[Selected passage]
☆ ☆ ☆

The Pink Bike

by Rebecca Hopkins

In April of last year, I moved away from Indonesia—my home of 14 years—and sold almost everything. And so, in June, someone gave me a pink bike.

I’m not exactly sure who. My aunt and uncle did the very loving thing of collecting used and new items from their friends to restock a home we didn’t yet have for a life of whose shape we weren’t sure.

I’m pretty sure they mentioned the giver’s name. But the problem was, there were so many names and gifts, and I was disoriented from all the changes that the gifts were still hard to take in. I’d traded one set of overwhelm for another.

On the first truly warm week of summer in Colorado Springs, I pulled the pink bike out of the garage of my parents’ house where we were staying. It took some adjusting to get the seat the right height and to figure out the gears. I had to remind myself that traffic flows on the right side of the road in America. But soon enough, I was moving and the wind was flipping my pony tail and my legs pushed strong.

And then, as I rounded the corner, I realized I hadn’t ridden a bike in 10 years.

The last time I’d ridden was when I was pregnant with my first child, living on a tiny island in Indonesia where my husband worked as a humanitarian pilot for a nonprofit organization. I remember trying to convince myself that the tropical heat, terrible bouts of morning sickness, rough roads, crazy motorbike traffic and neighborhood harasser weren’t adequate reasons to stop riding for a time. But my new motherly instinct won out over my normal risk-taking personality.

☆ ☆ ☆

[Records supplied]
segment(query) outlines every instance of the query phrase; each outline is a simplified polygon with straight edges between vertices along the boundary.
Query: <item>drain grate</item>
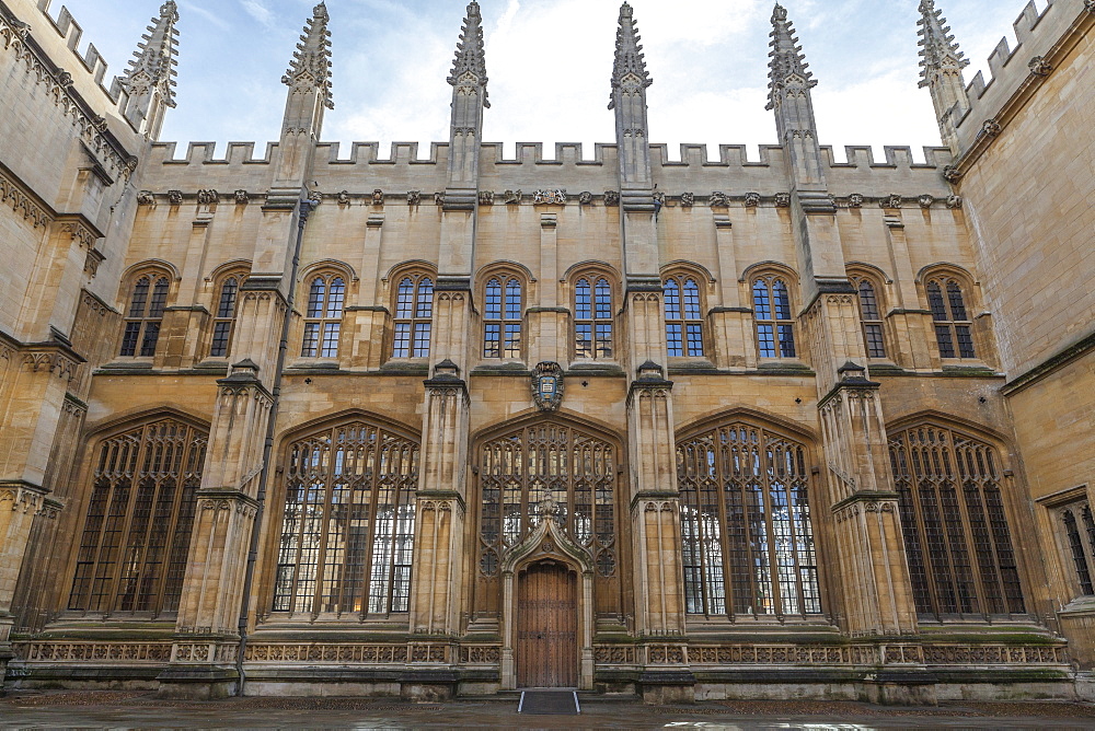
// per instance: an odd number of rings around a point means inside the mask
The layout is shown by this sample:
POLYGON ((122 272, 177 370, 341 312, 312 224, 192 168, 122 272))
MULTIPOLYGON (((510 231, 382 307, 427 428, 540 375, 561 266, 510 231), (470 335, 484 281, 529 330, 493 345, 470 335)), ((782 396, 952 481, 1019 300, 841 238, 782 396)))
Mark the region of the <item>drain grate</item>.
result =
POLYGON ((578 694, 574 691, 522 691, 518 713, 529 716, 577 716, 578 694))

☆ ☆ ☆

[Request A] According to the pink bike essay, how many years had the narrator lived in Indonesia before moving away?
[Request B]
Say whether each statement agrees with the pink bike essay, answering yes or no and quoting the words from the essay that decide it.
(i) The narrator's aunt and uncle gathered used and new items from their friends.
(ii) Before riding the pink bike, the narrator had last ridden a bike five years earlier.
(iii) The narrator's husband worked as a humanitarian pilot.
[Request C] From the pink bike essay, reproduce the passage word for word, starting with "I’m pretty sure" and going on through "in 10 years.".

[Exercise answer A] 14 years.

[Exercise answer B]
(i) Yes: "My aunt and uncle did the very loving thing of collecting used and new items from their friends"
(ii) No: "I realized I hadn’t ridden a bike in 10 years."
(iii) Yes: "my husband worked as a humanitarian pilot for a nonprofit organization"

[Exercise answer C]
I’m pretty sure they mentioned the giver’s name. But the problem was, there were so many names and gifts, and I was disoriented from all the changes that the gifts were still hard to take in. I’d traded one set of overwhelm for another.

On the first truly warm week of summer in Colorado Springs, I pulled the pink bike out of the garage of my parents’ house where we were staying. It took some adjusting to get the seat the right height and to figure out the gears. I had to remind myself that traffic flows on the right side of the road in America. But soon enough, I was moving and the wind was flipping my pony tail and my legs pushed strong.

And then, as I rounded the corner, I realized I hadn’t ridden a bike in 10 years.